** ИСХОДНЫЙ ТЕКСТ **

============

Как это ни удивительно, исследователи Гогена почему-то не обращают внимания на то, в какой мере эти страницы, написанные бойцом, раскрывают характер автора. Роман или фильм о Гогене мог бы начинаться сценой, показывающей его не художником с кистью в руке, а бретёром в фехтовальной маске и со шпагой в руке.
Поль Гоген был настоящий человек-кремень, который прятал глубоко в себе натуру меланхолическую, мечтательную, мягкую и отчасти ребяческую. Его подлинная натура резко контрастировала с поведением индивида, способного на беспредельный цинизм. Такой контраст говорит о том, через какие испытания прошёл этот незаурядный человек, обладавший способностью подчинять себе женщин, которые были его страстью. Он не был сыном влиятельного и чадолюбивого семейства, подобного клану Ван Гогов, где был Тео, который неизменно поддерживал брата. Ему приходилось надеяться только на самого себя. Наконец, он приехал в Арль с убеждением, что нашёл свой собственный путь в живописи. Винсент в этом уже давно его опередил, но Гоген, в отличие от него, был самоуверен и спесив сверх всякой меры. Из них двоих он был Котлом.
История эта началась не с приезда Гогена в Арль, конфликт назревал уже
Мы оставили Винсента в тот момент, когда он, раздражённый тем, что Гоген всё оттягивает свой приезд, отправился в Сент-Мари-де-ла-Мер. В конце июня Гоген всё же принял предложение Винсента, но он был весь в долгах, не мог оплатить дорогу, и потому непосредственно о приезде речи пока не было. Поскольку Тео не мог одолжить Гогену нужную сумму, план Винсента оказался под угрозой. Винсент предложил такое решение: почему бы Гогену не уехать из Понт-Авена, оставив там в виде залога свои пожитки, холсты и прочее, как он сам это делал, покидая Дренте, Нюэнен, Антверпен? Винсент был даже готов, пожертвовав всем, сам поехать в Понт-Авен.
Гоген откладывал свой отъезд по нескольким причинам. Он вылечился от дизентерии. Он написал смелую композицию с двумя бретонскими борцами, в которой сильно, но, как это для него характерно, в приглушённом регистре прозвучали красные и зелёные тона. В конце июня он отправил Винсенту письмо и рисунок с картины. Письмо заканчивалось такими словами: «Если бы не эти проклятые деньги, я бы сразу собрал свои чемоданы. ‹…› Уже дней десять как у меня появляются всякие безумные замыслы, которые я рассчитываю исполнить на юге. Это связано, как я думаю, с состоянием моего здоровья, которое вновь стало цветущим. У меня теперь появилось что-то вроде потребности бороться, рубить сплеча…» (1). Идея борьбы его стимулировала. Изобразить борьбу – уже значило выйти победителем из схватки.
Его друг Лаваль, который был с ним на Мартинике, приехал в Понт-Авен. Гоген обещал показать его акварели Винсенту, чем вызвал у того что-то вроде ревности к Лавалю: не предпочитает ли ему Гоген своего старого приятеля?

============

** ПОСТАВЛЕННАЯ ЗАДАЧА **
Продолжите текст о Гогене и Ван Гоге, начав сразу после его последнего предложения. Следующие далее строки никак не связаны с исходным текстом.

============

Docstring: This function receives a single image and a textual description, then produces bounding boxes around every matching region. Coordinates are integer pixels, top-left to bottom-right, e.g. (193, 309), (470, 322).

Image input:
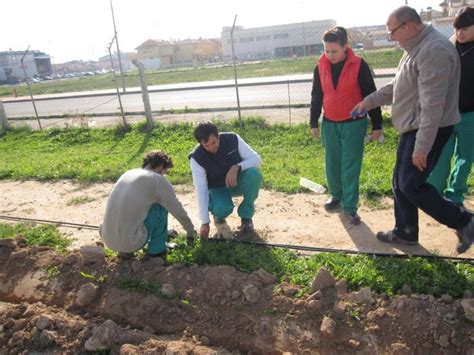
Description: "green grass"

(0, 223), (71, 253)
(0, 118), (408, 197)
(0, 49), (402, 96)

============

** ПИСЬМЕННЫЙ ОТВЕТ **
Потом в Понт-Авене высадился Эмиль Бернар вместе со своей семнадцатилетней сестрой, столь же красивой, сколь доброй и умной. Гоген, который в свои сорок лет обрёл прежнюю жизненную силу, сразу же ею увлёкся. Эмиль Бернар разработал вместе с Анкетеном художественную доктрину клуазонизма, которая предполагала выделение больших, очерченных и упрощённых тональных плоскостей, то есть что-то вроде возвращения к приёмам средневековых мастеров живописи. У него были идеи, талант, дерзость, хотя крайняя молодость и очевидная слабость характера не позволяли ему вдохнуть в свои произведения достаточно жизни. По совету Винсента он встретился с Гогеном и показал ему свои картины, объяснив при этом, в чём состоял его замысел. Для Гогена, которому всегда нужно было видеть, что и как делают другие, чтобы найти своё, этот просмотр стал откровением. Слабость Бернара, который не был ни Сезанном, ни Дега, открыла Гогену дорогу.
Бернар от своего нового друга, на поддержку которого рассчитывал, ничего не скрывал и даже показал ему письма Винсента. Гоген прочитал их и начал вернее оценивать того, кто так настойчиво звал его в Прованс. Он понял также смысл суждений Винсента о его, Гогена, творчестве, о технике, которую он использует, о живописи вообще. И это было для него ещё одним откровением.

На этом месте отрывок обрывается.